_Exercises to complete_.
**a)** Can you repeat the passage on wire-loop animal boundaries from "In operation, the" up to and including "a single controller."?
**b)** Do these statements agree with the passage on wire-loop animal boundaries? Answer yes or no for each, and quote the words of the passage that decide it.
(i) Twisted portions of the wire cause the unit on the animal to apply an aversive stimulus when the animal comes near.
(ii) In certain prior systems, the tone stops if the animal retreats from the boundary.
(iii) The battery-powered unit can be attached to a collar worn by the animal.

_Extract to read_.

In operation, the untwisted portions of the wire loop emit a relatively weak electrical field which can be sensed by a battery-powered unit affixed to the animal by suitable means such as by attachment to a collar worn by the animal. When the animal approaches the wire, the unit senses the field and initiates the application of at least one aversive stimulus to the animal. Since the currents in any twisted portions of the wires flow in opposing directions, their fields cancel sufficiently that the unit affixed to the animal does not initiate application of an aversive stimulus even when the animal is near by. Thus, by twisting portions of the loop together, a boundary located remotely from the controller and/or one having two or more distinct portions lying physically separated from one another can be formed using a single loop of wire connected to a single controller.
Some prior art animal whereabouts control systems include an animal-carried stimulator device which are responsive to sensed variations in signal strength as indicating the relative distance of the animal from the boundary. In certain of them, the animal's approach to the wire, as indicated by a received signal strength above a predetermined threshold, initiates application of a first and relatively mild aversive stimulus such as generation of a tone which terminates if the animal retreats from the boundary. If on the other hand, the animal moves closer yet toward the loop, a higher threshold of signal strength is exceeded and a stronger aversive stimulus such as an electric shock is administered in order to repel the animal from the boundary as defined by the location of the wire. While wire-loop type systems have been popular, they too suffer from a number of significant problems.

_Data segment_.
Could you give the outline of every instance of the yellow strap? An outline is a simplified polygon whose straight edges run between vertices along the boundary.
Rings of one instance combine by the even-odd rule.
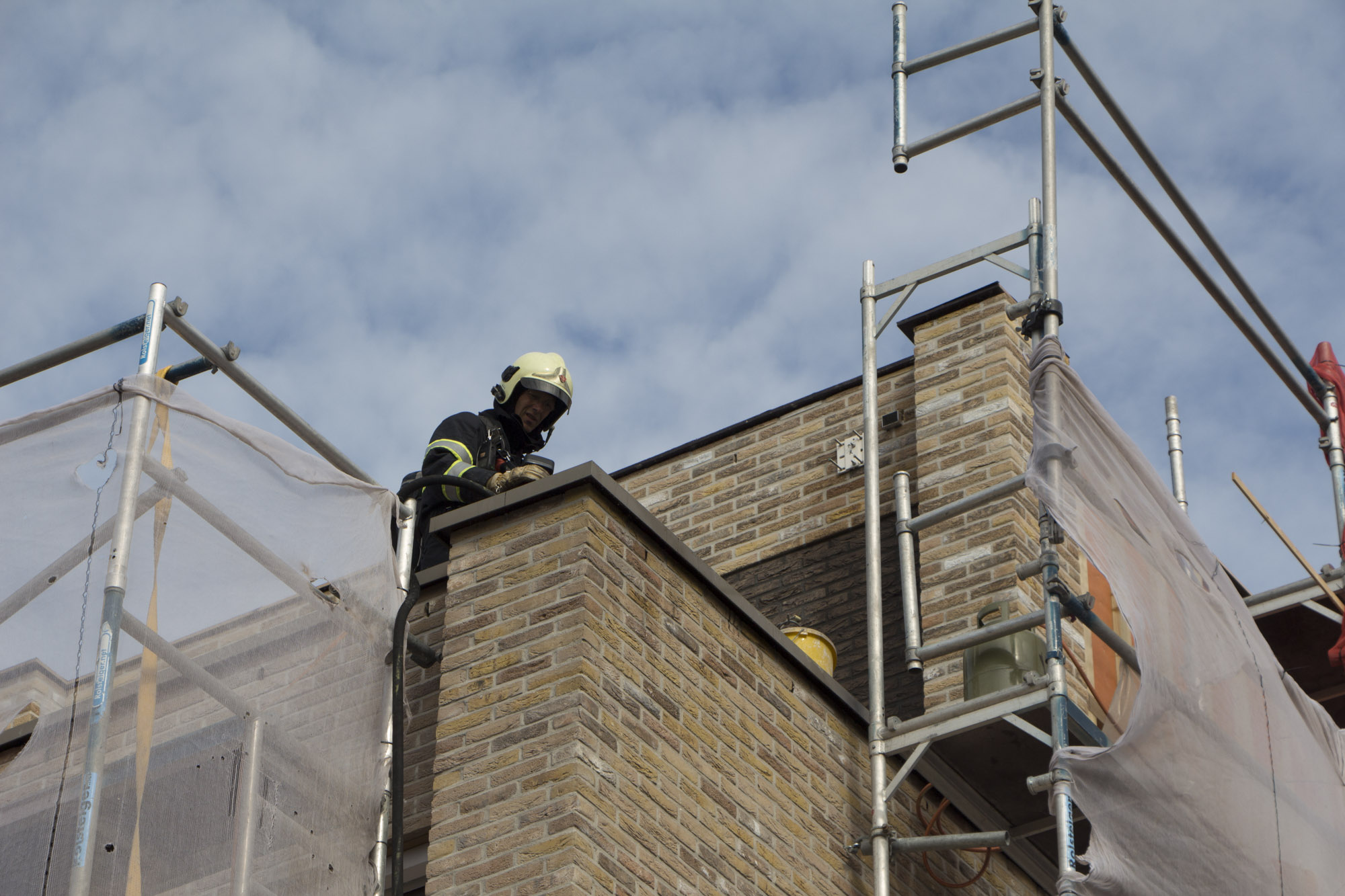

_Answers for the exercise_.
**a)**
In operation, the untwisted portions of the wire loop emit a relatively weak electrical field which can be sensed by a battery-powered unit affixed to the animal by suitable means such as by attachment to a collar worn by the animal. When the animal approaches the wire, the unit senses the field and initiates the application of at least one aversive stimulus to the animal. Since the currents in any twisted portions of the wires flow in opposing directions, their fields cancel sufficiently that the unit affixed to the animal does not initiate application of an aversive stimulus even when the animal is near by. Thus, by twisting portions of the loop together, a boundary located remotely from the controller and/or one having two or more distinct portions lying physically separated from one another can be formed using a single loop of wire connected to a single controller.

**b)**
(i) No: "their fields cancel sufficiently that the unit affixed to the animal does not initiate application of an aversive stimulus even when the animal is near by."
(ii) Yes: "generation of a tone which terminates if the animal retreats from the boundary."
(iii) Yes: "such as by attachment to a collar worn by the animal."